[START Selected extract]

[AG-TECH] Multicast service model
Bill Nickless
nickless at mcs.anl.gov
Tue Jan 22 17:45:41 CST 2002
With the current discussion about multicast bridges, I think it might be
about the right time to show people this Internet Draft on the IP multicast
service model.
The closest thing we have in the Internet for a multicast service model
is RFC 1112 by Steve Deering (1989). It defines three things simultaneously:
- The multicast service model
- The system call extensions needed on hosts to support those apps
that want to take advantage of the multicast service model
- (In Appendix A) the wire protocol to control multicast on
the local subnet: IGMP
For the Access Grid, the service model is the most valuable of the
above. The system call extension expectations are buried in the vic and
rat applications, so some programming effort would be required to move
beyond that. The Access Grid applications have no particular need for an
IGMP-based local wire protocol; in fact, the existing MSB doesn't use IGMP
at all.

[END Selected extract]
[START Data section]

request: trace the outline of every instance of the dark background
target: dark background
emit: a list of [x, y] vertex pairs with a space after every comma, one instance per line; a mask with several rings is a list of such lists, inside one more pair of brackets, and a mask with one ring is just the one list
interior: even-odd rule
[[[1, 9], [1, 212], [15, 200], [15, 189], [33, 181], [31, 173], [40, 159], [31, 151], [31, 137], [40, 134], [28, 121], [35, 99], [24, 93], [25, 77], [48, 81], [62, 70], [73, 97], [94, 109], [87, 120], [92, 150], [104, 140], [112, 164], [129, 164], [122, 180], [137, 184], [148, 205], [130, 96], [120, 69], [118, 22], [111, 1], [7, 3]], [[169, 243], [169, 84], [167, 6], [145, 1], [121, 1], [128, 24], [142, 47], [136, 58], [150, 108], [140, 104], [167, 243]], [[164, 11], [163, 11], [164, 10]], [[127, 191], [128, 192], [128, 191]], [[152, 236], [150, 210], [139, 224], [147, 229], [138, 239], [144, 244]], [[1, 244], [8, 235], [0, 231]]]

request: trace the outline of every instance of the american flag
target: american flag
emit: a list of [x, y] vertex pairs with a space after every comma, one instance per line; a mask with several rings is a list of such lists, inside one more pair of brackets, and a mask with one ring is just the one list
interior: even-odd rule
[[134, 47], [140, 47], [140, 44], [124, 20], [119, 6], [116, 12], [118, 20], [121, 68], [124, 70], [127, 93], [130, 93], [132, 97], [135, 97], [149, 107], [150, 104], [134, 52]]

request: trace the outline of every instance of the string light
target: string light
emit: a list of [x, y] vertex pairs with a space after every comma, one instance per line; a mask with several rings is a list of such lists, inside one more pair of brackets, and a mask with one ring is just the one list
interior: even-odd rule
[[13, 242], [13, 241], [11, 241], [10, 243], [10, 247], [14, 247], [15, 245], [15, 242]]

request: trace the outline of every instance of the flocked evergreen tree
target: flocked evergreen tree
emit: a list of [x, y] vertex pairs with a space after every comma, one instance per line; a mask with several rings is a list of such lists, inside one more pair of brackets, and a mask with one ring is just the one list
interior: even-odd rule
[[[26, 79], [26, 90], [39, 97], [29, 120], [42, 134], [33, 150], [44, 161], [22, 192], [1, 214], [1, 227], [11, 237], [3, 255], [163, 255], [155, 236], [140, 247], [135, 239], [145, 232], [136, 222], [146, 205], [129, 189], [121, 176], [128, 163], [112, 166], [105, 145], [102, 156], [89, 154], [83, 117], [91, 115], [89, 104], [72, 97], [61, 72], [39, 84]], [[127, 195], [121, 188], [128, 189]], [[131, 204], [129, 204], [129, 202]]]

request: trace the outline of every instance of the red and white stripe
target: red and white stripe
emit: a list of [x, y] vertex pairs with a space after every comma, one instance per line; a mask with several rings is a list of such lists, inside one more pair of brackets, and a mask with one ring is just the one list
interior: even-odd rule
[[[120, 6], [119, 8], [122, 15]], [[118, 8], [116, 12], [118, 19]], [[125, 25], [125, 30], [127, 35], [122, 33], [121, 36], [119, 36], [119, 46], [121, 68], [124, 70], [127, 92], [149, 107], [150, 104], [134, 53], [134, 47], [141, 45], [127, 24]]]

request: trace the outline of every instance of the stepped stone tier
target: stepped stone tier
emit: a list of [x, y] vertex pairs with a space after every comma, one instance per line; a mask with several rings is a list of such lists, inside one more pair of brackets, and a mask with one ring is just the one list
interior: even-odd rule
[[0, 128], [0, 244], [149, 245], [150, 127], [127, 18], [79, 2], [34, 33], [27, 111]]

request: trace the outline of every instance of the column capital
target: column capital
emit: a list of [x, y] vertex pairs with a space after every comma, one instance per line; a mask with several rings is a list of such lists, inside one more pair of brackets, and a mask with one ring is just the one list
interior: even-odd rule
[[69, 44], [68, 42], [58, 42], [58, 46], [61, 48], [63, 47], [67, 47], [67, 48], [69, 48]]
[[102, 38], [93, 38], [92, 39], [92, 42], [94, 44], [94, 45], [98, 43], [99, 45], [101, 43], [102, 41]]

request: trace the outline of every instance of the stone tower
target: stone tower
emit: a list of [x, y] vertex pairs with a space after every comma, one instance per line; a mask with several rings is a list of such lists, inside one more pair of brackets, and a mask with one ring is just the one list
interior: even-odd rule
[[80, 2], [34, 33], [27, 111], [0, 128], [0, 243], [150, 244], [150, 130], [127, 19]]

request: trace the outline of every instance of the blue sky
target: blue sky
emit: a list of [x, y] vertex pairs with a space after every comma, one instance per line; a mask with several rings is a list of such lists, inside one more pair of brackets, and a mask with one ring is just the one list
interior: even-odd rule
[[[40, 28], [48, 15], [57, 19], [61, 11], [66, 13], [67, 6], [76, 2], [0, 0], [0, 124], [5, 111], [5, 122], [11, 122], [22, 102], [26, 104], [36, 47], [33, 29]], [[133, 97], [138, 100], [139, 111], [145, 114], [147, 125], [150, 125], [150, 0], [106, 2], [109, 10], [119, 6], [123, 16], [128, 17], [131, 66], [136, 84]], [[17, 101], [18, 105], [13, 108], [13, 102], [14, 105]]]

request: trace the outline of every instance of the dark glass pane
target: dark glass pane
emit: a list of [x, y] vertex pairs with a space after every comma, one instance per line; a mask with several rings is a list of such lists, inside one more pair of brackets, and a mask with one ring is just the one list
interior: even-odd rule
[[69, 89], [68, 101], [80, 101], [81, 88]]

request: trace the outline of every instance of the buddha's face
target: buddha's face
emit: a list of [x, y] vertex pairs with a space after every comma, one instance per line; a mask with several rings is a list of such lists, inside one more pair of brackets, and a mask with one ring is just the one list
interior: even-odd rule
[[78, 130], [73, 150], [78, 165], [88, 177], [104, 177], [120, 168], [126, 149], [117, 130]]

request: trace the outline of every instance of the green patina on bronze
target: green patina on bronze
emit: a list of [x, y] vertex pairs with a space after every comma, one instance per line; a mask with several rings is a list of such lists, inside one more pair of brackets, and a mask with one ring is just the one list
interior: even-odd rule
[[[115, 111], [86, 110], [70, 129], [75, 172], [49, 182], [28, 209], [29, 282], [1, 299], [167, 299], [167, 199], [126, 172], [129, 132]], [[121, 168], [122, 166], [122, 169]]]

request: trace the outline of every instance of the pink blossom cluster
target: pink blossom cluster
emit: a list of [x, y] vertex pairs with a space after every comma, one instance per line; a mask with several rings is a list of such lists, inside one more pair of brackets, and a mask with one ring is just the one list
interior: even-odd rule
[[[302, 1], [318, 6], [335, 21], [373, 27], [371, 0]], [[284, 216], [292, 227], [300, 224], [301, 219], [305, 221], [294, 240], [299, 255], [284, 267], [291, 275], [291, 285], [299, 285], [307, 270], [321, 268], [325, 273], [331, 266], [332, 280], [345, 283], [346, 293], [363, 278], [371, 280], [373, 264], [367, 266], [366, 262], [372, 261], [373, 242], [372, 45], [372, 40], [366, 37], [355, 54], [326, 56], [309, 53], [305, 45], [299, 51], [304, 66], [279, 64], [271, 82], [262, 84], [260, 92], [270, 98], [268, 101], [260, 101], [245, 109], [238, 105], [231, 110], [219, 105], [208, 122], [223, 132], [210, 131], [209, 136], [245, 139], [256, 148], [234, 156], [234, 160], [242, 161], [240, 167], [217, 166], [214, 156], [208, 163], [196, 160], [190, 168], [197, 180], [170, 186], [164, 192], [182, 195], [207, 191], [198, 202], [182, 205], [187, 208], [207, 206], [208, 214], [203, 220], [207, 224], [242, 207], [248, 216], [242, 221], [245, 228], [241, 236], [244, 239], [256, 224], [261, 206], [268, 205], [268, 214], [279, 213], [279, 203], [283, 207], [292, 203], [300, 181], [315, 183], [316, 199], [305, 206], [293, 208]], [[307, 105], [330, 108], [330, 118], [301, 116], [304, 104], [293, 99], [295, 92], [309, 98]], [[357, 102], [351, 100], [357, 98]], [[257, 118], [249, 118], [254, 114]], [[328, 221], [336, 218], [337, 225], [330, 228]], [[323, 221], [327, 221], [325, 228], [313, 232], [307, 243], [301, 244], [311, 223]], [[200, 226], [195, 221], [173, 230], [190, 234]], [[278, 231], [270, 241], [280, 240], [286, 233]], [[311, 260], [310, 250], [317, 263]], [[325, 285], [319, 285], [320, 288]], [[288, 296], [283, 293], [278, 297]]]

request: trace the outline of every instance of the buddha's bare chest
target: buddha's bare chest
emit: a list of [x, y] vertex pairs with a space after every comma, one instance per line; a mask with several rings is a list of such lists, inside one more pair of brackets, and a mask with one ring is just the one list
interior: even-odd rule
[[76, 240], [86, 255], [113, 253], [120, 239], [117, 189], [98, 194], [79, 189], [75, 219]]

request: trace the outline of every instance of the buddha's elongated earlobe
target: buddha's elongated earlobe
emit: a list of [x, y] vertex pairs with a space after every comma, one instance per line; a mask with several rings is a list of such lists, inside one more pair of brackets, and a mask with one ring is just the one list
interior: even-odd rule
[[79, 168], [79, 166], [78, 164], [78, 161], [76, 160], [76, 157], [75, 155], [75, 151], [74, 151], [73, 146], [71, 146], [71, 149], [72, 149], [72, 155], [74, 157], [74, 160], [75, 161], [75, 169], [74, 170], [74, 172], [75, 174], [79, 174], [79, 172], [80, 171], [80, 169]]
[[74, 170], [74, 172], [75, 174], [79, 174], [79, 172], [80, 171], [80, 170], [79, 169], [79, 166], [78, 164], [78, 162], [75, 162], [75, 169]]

[END Data section]

▶ Problems to solve
#1 In the post on the multicast service model, why would the Access Grid need programming effort to move beyond the system call extensions? Answer in one to three sentences.
#2 Continue the post on the multicast service model, starting after its last sentence.

▶ Task answers
#1 The expectations about system call extensions are buried in the vic and rat applications. Moving beyond them would therefore mean reworking those applications.

#2
Caveats: the reference for the multicast service model on page 1 should
be RFC 1112.
David Helder suggested that we also look at the UDP Multicast
Tunneling Protocol (UMTP) and Castgate.
Comments and criticism welcome.
Internet Draft B. Nickless
Document: draft-nickless-mcast-svc-model-00.txt Argonne National
Laboratory
Expires: July 2002 January 2002
Towards a Multicast Service Model
Status of this Memo
This document is an Internet-Draft and is in full conformance
with all provisions of Section 10 of RFC2026.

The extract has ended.